SUPPLIED RECORDS ::

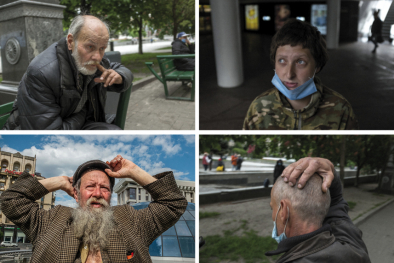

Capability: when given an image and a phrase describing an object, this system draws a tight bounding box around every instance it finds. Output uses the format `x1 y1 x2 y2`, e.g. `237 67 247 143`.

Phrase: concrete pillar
326 0 341 49
209 0 244 88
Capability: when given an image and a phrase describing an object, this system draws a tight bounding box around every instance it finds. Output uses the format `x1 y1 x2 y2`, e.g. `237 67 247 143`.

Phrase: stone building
114 178 195 205
0 148 55 243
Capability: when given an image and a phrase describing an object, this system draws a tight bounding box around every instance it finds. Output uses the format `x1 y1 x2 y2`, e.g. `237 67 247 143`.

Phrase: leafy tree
151 0 195 39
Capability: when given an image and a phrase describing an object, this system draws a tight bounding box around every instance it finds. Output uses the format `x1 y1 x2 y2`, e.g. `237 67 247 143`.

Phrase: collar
275 76 323 119
265 224 331 256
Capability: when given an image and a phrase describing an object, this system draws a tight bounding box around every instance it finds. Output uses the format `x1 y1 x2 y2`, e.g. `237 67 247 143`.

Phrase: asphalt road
358 202 394 263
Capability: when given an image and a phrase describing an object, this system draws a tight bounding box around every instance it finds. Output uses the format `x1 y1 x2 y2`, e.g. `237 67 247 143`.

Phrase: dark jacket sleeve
0 172 56 245
323 172 368 257
107 62 134 92
128 172 187 246
17 67 86 130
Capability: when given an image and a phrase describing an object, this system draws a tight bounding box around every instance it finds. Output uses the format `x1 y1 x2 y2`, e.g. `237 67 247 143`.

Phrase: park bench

WHAT TO PRODUCE ::
Please write out all the data above again without the pictures, substituting "rectangular frame" for every "bounding box" and leaving everything else unchanged.

RESPONSE TO THIS EXERCISE ::
Capability: when given an image and a phrase describing an object, this system draws a tight rectangular frame around every instance it finds. Output uses the format `x1 y1 x2 y2`, e.g. `237 67 247 143`.

Phrase: concrete pillar
326 0 341 49
209 0 244 88
Capability: when given an image and a phrase describing an object, this system draws a tight rectangular frame around every instance it finds. Output uses the format `x1 y1 x2 y2`, e.g. `237 67 247 143`.

Phrase: stone building
114 178 195 205
0 148 55 243
Capability: when given an image and a phrase describing an object, this system draws a tight rectangular frame around every instance it finds. Output uses the format `x1 y1 x2 y2`, e.g. `237 67 247 143`.

Phrase: leafy tree
151 0 195 39
Capability: when given an image and a phrase describing an object, this system draws a tight rectangular frame around every instance it finds. Output uses the format `x1 y1 x2 y2`, e.g. `237 67 247 143`.

Phrase: collar
275 76 323 119
265 224 331 256
Capability: when given an image and a phrase describing an object, this system draws a tight rectangular frame around every instance it finds. Output uses the format `x1 y1 x2 y2`, e.g. `237 67 247 143`.

Phrase: asphalt road
358 202 394 263
Capability: when given an image and a phrase describing an object, this system draws a tight rectangular frame around every instance it finds. Output uses the format `x1 y1 x2 y2`, e.g. `237 67 247 143`.

Phrase: dark jacket sleeve
0 172 56 245
323 172 368 257
107 62 134 92
128 172 187 246
17 67 86 130
Capability: when given an image and a phrase describing an object, this system draws a tight rectangular frame around every instance it finds. Output uses the format `x1 y1 x2 y2`, e.g. `237 67 247 143`.

Phrase: park bench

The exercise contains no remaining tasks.